▸ Exercise aim
What is needed here is an exact copy of every entry.
═══ Material for the task ═══
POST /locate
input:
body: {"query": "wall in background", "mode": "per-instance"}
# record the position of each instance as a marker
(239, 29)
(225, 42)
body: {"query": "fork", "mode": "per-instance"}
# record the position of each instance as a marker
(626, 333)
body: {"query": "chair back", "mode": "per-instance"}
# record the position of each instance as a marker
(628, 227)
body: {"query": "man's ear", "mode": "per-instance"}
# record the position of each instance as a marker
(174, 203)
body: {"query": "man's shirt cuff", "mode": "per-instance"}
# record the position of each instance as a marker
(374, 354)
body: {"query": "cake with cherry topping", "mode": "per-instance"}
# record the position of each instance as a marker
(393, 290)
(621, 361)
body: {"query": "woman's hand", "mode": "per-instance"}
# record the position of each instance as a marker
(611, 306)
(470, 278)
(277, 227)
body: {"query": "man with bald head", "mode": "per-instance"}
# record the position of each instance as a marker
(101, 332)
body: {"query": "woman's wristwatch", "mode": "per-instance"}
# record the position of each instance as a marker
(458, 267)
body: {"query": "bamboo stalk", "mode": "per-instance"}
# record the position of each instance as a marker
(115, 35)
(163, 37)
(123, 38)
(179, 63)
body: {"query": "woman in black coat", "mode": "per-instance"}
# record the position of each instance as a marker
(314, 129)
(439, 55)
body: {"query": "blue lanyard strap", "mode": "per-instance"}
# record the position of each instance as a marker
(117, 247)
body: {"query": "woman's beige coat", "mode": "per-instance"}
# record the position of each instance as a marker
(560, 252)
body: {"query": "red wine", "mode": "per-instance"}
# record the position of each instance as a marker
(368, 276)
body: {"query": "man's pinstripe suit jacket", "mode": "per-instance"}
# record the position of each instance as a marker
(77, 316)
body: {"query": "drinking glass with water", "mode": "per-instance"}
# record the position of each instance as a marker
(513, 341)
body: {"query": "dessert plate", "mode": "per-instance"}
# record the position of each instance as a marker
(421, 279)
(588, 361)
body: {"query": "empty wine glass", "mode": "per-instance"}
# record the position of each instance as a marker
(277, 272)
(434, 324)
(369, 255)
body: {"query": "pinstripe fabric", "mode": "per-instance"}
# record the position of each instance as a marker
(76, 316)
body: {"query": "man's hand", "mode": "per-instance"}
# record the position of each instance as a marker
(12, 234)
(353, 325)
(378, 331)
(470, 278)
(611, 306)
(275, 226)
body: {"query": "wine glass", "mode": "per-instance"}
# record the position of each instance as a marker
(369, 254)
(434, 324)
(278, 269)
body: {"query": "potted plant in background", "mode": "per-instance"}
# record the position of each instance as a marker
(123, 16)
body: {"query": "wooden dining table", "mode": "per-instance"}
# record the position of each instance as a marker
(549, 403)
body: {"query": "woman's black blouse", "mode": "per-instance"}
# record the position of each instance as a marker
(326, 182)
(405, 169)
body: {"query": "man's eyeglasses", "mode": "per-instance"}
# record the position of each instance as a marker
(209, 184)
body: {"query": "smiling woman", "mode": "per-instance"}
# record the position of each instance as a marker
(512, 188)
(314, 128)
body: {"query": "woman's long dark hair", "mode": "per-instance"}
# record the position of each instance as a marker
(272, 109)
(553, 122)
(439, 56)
═══
▸ Task response
POST /locate
input:
body: {"query": "wall in background", "mode": "per-instance"}
# record the position of each instance as a marker
(239, 29)
(225, 42)
body: {"query": "fork", "mode": "per-instance"}
# record the position of each instance as a marker
(626, 333)
body: {"query": "chair back", "mode": "per-instance"}
# record the position of each instance as a marker
(628, 227)
body: {"query": "man's ear", "mode": "per-instance"}
# record the position of each instance as a marker
(174, 203)
body: {"query": "man's shirt cuff", "mode": "per-instance"}
# record the position of each instance as a marker
(374, 354)
body: {"query": "cake with cherry topping", "mode": "per-instance"}
# record the position of each instance as a marker
(393, 290)
(621, 361)
body: {"query": "woman's hand", "mode": "per-instance"}
# record the position of each instance as a marker
(611, 306)
(470, 278)
(277, 227)
body: {"query": "man with bald head", "mode": "per-instance"}
# record the position of each instance as a marker
(101, 332)
body: {"query": "woman's wristwatch", "mode": "per-instance"}
# record the position of each instance as a marker
(458, 267)
body: {"query": "bamboo stalk", "mode": "per-instance"}
# record the position of each instance as a marker
(115, 35)
(163, 37)
(123, 38)
(179, 63)
body: {"query": "woman in black coat", "mode": "per-instance"}
# record the position of each instance as a marker
(314, 129)
(439, 55)
body: {"query": "blue lanyard strap", "mode": "per-instance"}
# record the position of each instance as a marker
(117, 247)
body: {"query": "woman's beige coat", "mode": "per-instance"}
# record the position of each instance as a marker
(560, 252)
body: {"query": "red wine", "mode": "per-instance"}
# record the position of each instance as a marker
(368, 276)
body: {"query": "man's pinstripe suit jacket", "mode": "per-instance"}
# record the position of each instance as a marker
(77, 316)
body: {"query": "drinking glass with water", "mode": "per-instance"}
# record the position of each instance as a marker
(513, 341)
body: {"query": "dessert plate", "mode": "per-instance"}
# record the position of each instance as a marker
(421, 279)
(588, 361)
body: {"query": "empty wine glass", "mode": "per-instance"}
# record the position of each instance as a marker
(277, 272)
(434, 324)
(369, 255)
body: {"query": "pinstripe fabric", "mode": "per-instance"}
# record the position of each instance as a marker
(76, 316)
body: {"query": "man's hand", "mode": "per-instance"}
# record the position of each instance as a marker
(12, 234)
(353, 325)
(378, 331)
(470, 278)
(611, 306)
(275, 226)
body: {"query": "wine glass", "mode": "per-instance"}
# record the position of each instance as a marker
(369, 254)
(434, 324)
(278, 269)
body: {"query": "potted plant in background", "mode": "per-instance"}
# record the position of each instance as a marker
(123, 16)
body: {"query": "wooden dining table", "mode": "per-instance"}
# record the position of each instance as a marker
(549, 403)
body: {"query": "woman's black blouse", "mode": "per-instance"}
# record the position of each instance as a marker
(326, 182)
(405, 169)
body: {"query": "man's eyeglasses", "mode": "per-instance"}
# record the position of each instance as a marker
(209, 184)
body: {"query": "smiling woman", "mode": "per-instance"}
# record the position of each instance as a marker
(512, 188)
(314, 128)
body: {"query": "woman's long dark hair", "mode": "per-instance"}
# record the position of each instance as a marker
(272, 109)
(553, 122)
(439, 56)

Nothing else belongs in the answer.